**CONSIGNE 1**
Relevez chaque personnage que la critique du polar chez les linguistes désigne par son nom propre.
**CONSIGNE 2**
Rédigez la suite de la critique du polar chez les linguistes, en partant de sa dernière phrase.

**EXTRAIT**

▬▬▬▬▬▬

Son apparence est celle d'un polar : l'intrigue tourne autour de la mort du linguiste Arthur Stiff, dont le cadavre est retrouvé, crâne scalpé, dans le bureau de son collègue Jeremy Cook. Leur lieu de travail : un institut de recherche qui fait aussi office de crèche. "Nous nous intéressons à l'acquisition du langage, des premiers babillements jusqu'à une maîtrise plus aboutie de la langue. (...) La seule différence (avec une autre crèche)ici, c'est qu'il y a sept linguistes qui rôdent dans les couloirs, les salles de jeu, à côté des tables à langer et sous les berceaux, qui écoutent les suffixes verbaux, la glottalisation et tout un tas de trucs du même ordre", explique Cook à un journaliste.
Ce dernier va bientôt disparaître, pour être découvert noyé dans la rivière Wabash, le corps lesté par la machine à écrire... du même Cook.
Lequel, soupçonné par chacun, a tout intérêt à mener sa propre enquête, parallèle à celle du commandant Leaf, formidable avatar du flic bourru et imprévisible. Elle passe par l'analyse du langage, des adultes mais aussi des enfants, qui font office de babillants témoins. Transformation d'un idiome quand il passe d'une personne à une autre, expressions non verbales qui accompagnent l'émission d'une phrase, manière de prononcer une diphtongue, "mboui" montant (qui signifie le contentement chez l'un des petits sujets d'observation) ou "mboui"descendant (manifestation de rejet)... Tout peut faire office d'indice dans ce roman qui traite son intrigue policière avec une indolence réjouissante.

▬▬▬▬▬▬

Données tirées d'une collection
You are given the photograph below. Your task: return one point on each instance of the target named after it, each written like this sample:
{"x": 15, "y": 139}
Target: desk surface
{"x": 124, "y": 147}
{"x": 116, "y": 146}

▬▬▬▬▬▬

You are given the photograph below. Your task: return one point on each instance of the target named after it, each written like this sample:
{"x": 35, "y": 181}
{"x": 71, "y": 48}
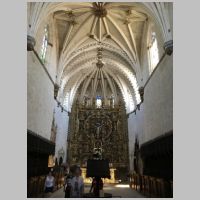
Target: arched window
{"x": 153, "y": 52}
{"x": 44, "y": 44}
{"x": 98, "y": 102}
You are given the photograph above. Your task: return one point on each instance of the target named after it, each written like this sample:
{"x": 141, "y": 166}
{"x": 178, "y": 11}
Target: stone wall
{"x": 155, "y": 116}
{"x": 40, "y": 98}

▬▬▬▬▬▬

**RÉPONSE 1**
- Arthur Stiff
- Jeremy Cook
- le commandant Leaf

**RÉPONSE 2**
RATIOCINEURS JUSQU'À LA FOLIE
La langue et l'usage que l'on en fait sont les véritables sujets de David Carkeet, né en 1946, qui a été professeur de linguistique à l'université pendant presque trente ans. Les chercheurs de son roman, tous susceptibles d'être le coupable des meurtres, sont ratiocineurs jusqu'à la folie, penchés sur leur objet de recherche au point d'en oublier qu'existe un monde extérieur. Mais ce langage qu'ils décortiquent et scrutent à longueur de journée, et même de nuit, qu'en font-ils dans leur vie ? Pas grand-chose. Ils l'utilisent essentiellement comme une arme les uns contre les autres, pour déployer l'étendue de leur mesquinerie, exprimer et entretenir leur antipathie mutuelle. Arthur Stiff avait beaucoup étudié les manifestations langagières de celle-ci, lui qui avait théorisé le principe de la "contre-amitié" comme moyen de lutter contre le mal, et prônait l'exploration des "diverses teintes et nuances de la répulsion réciproque"par la fréquentation de ses ennemis plutôt que de ses amis.
Si cette théorie a mené le savant à la mort, le lecteur constate, lui, les effets positifs de la contre-amitié : à force de côtoyer les personnages duLinguiste..., il finit par les prendre en affection, et en redemande. Monsieur Toussaint Louverture publiera en 2014 les deux autres romans de David Carkeet ayant Jeremy Cook pour héros. De quoi pousser un grand "mboui" de joie.
Le linguiste était presque parfait (Double Negative), de David Carkeet, traduit de l'anglais (Etats-Unis) par Nicolas Richard, Monsieur Toussaint Louverture, 272p., 19 €.
Signalons, du même auteur, la parution en poche de La Peau de l'autre,traduit par Jean Esch, Points "Policier"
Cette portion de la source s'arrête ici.